▶ _To be done_: Format every line of the data below as a two-column Markdown table with the headers Row and Data line, numbering the rows in order and skipping any blank lines.
— start Records for this task —
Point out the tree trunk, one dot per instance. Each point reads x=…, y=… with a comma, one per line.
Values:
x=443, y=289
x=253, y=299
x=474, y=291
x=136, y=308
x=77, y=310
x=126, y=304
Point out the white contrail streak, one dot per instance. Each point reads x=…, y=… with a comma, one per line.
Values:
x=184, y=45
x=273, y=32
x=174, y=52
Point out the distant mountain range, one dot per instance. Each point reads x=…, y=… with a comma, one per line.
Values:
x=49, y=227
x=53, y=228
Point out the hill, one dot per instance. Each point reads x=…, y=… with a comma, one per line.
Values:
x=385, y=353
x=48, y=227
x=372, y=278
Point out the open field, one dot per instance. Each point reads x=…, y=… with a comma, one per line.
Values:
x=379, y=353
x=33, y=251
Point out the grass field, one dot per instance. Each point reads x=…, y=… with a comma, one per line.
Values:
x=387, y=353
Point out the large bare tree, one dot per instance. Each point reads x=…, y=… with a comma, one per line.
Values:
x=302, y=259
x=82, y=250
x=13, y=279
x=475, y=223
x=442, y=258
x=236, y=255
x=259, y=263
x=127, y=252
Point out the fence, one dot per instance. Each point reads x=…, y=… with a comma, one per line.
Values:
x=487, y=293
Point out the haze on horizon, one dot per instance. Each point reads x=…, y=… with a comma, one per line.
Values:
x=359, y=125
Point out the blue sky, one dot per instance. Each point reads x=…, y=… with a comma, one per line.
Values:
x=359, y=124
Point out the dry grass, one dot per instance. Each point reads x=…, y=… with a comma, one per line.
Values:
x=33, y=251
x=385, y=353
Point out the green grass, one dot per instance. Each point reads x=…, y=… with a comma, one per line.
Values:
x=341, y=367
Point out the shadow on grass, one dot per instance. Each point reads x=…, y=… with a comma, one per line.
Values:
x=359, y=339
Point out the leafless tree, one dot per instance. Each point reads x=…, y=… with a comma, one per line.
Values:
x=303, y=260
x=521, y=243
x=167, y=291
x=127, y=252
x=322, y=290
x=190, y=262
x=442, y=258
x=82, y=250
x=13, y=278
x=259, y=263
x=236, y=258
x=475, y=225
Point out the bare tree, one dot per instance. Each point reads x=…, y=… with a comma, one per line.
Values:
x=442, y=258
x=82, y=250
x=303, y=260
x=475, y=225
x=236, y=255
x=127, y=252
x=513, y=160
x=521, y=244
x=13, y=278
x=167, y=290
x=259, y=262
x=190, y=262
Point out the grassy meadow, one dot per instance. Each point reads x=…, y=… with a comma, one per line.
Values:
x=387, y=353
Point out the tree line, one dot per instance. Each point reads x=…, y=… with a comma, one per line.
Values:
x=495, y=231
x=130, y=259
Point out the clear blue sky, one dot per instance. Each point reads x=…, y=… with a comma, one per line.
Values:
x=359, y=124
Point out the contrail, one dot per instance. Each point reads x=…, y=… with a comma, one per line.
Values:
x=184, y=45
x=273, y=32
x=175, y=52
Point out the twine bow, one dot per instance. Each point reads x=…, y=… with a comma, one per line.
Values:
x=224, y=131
— end Records for this task —
▶ _Written solution_:
| Row | Data line |
|---|---|
| 1 | Point out the tree trunk, one dot per instance. Each point reads x=…, y=… with a comma, one per line. |
| 2 | Values: |
| 3 | x=443, y=289 |
| 4 | x=253, y=299 |
| 5 | x=474, y=291 |
| 6 | x=136, y=308 |
| 7 | x=77, y=310 |
| 8 | x=126, y=304 |
| 9 | Point out the white contrail streak, one dot per instance. Each point reads x=…, y=… with a comma, one per line. |
| 10 | Values: |
| 11 | x=184, y=45 |
| 12 | x=273, y=32 |
| 13 | x=174, y=52 |
| 14 | Point out the distant mountain range, one dot per instance. Each point reads x=…, y=… with a comma, one per line. |
| 15 | Values: |
| 16 | x=49, y=227 |
| 17 | x=53, y=228 |
| 18 | Point out the hill, one dot per instance. Each point reads x=…, y=… with a comma, one per line. |
| 19 | Values: |
| 20 | x=385, y=353 |
| 21 | x=48, y=227 |
| 22 | x=372, y=278 |
| 23 | Point out the open field, one dot per instance. Each point reads x=…, y=… with a comma, one per line. |
| 24 | Values: |
| 25 | x=379, y=353 |
| 26 | x=33, y=251 |
| 27 | Point out the grass field, one dot per instance. Each point reads x=…, y=… with a comma, one per line. |
| 28 | Values: |
| 29 | x=387, y=353 |
| 30 | Point out the large bare tree, one dot per instance. Each point reads x=…, y=… with a comma, one per line. |
| 31 | Values: |
| 32 | x=302, y=259 |
| 33 | x=82, y=250 |
| 34 | x=13, y=279 |
| 35 | x=475, y=223 |
| 36 | x=442, y=258 |
| 37 | x=236, y=255 |
| 38 | x=259, y=263 |
| 39 | x=127, y=252 |
| 40 | Point out the fence, one dot per instance. Each point reads x=…, y=… with a comma, one per line. |
| 41 | Values: |
| 42 | x=487, y=293 |
| 43 | Point out the haze on horizon, one dot per instance. Each point reads x=…, y=… with a comma, one per line. |
| 44 | Values: |
| 45 | x=359, y=125 |
| 46 | Point out the blue sky, one dot per instance. Each point reads x=…, y=… with a comma, one per line. |
| 47 | Values: |
| 48 | x=359, y=124 |
| 49 | Point out the dry grass, one dot per instance. Each point reads x=…, y=… with a comma, one per line. |
| 50 | Values: |
| 51 | x=33, y=251 |
| 52 | x=385, y=353 |
| 53 | Point out the green grass, one dot per instance. Each point reads x=…, y=… with a comma, one per line. |
| 54 | Values: |
| 55 | x=341, y=367 |
| 56 | Point out the shadow on grass, one dot per instance. Each point reads x=…, y=… with a comma, one per line. |
| 57 | Values: |
| 58 | x=359, y=339 |
| 59 | Point out the leafless tree, one dot per instance. Each point reads x=…, y=… with a comma, one per line. |
| 60 | Values: |
| 61 | x=303, y=260 |
| 62 | x=521, y=243 |
| 63 | x=167, y=291 |
| 64 | x=127, y=252 |
| 65 | x=322, y=290 |
| 66 | x=190, y=262 |
| 67 | x=442, y=258 |
| 68 | x=82, y=250 |
| 69 | x=13, y=278 |
| 70 | x=259, y=263 |
| 71 | x=236, y=258 |
| 72 | x=475, y=225 |
| 73 | Point out the bare tree, one dot per instance. Each point reads x=…, y=… with a comma, one per line. |
| 74 | Values: |
| 75 | x=442, y=258 |
| 76 | x=82, y=250 |
| 77 | x=303, y=260 |
| 78 | x=475, y=225 |
| 79 | x=236, y=255 |
| 80 | x=127, y=252 |
| 81 | x=513, y=160 |
| 82 | x=521, y=244 |
| 83 | x=13, y=278 |
| 84 | x=167, y=290 |
| 85 | x=259, y=262 |
| 86 | x=190, y=262 |
| 87 | Point out the grassy meadow, one dot per instance. Each point reads x=…, y=… with a comma, one per line. |
| 88 | Values: |
| 89 | x=387, y=353 |
| 90 | Point out the tree line, one dot per instance. Each point reads x=…, y=… with a comma, one per line. |
| 91 | Values: |
| 92 | x=495, y=231 |
| 93 | x=130, y=259 |
| 94 | Point out the clear blue sky, one dot per instance. Each point reads x=…, y=… with a comma, one per line. |
| 95 | Values: |
| 96 | x=359, y=124 |
| 97 | Point out the contrail, one dot per instance. Each point reads x=…, y=… with a comma, one per line. |
| 98 | Values: |
| 99 | x=184, y=45 |
| 100 | x=273, y=32 |
| 101 | x=175, y=52 |
| 102 | Point out the twine bow, one dot per instance. Each point reads x=…, y=… with a comma, one per line. |
| 103 | Values: |
| 104 | x=224, y=131 |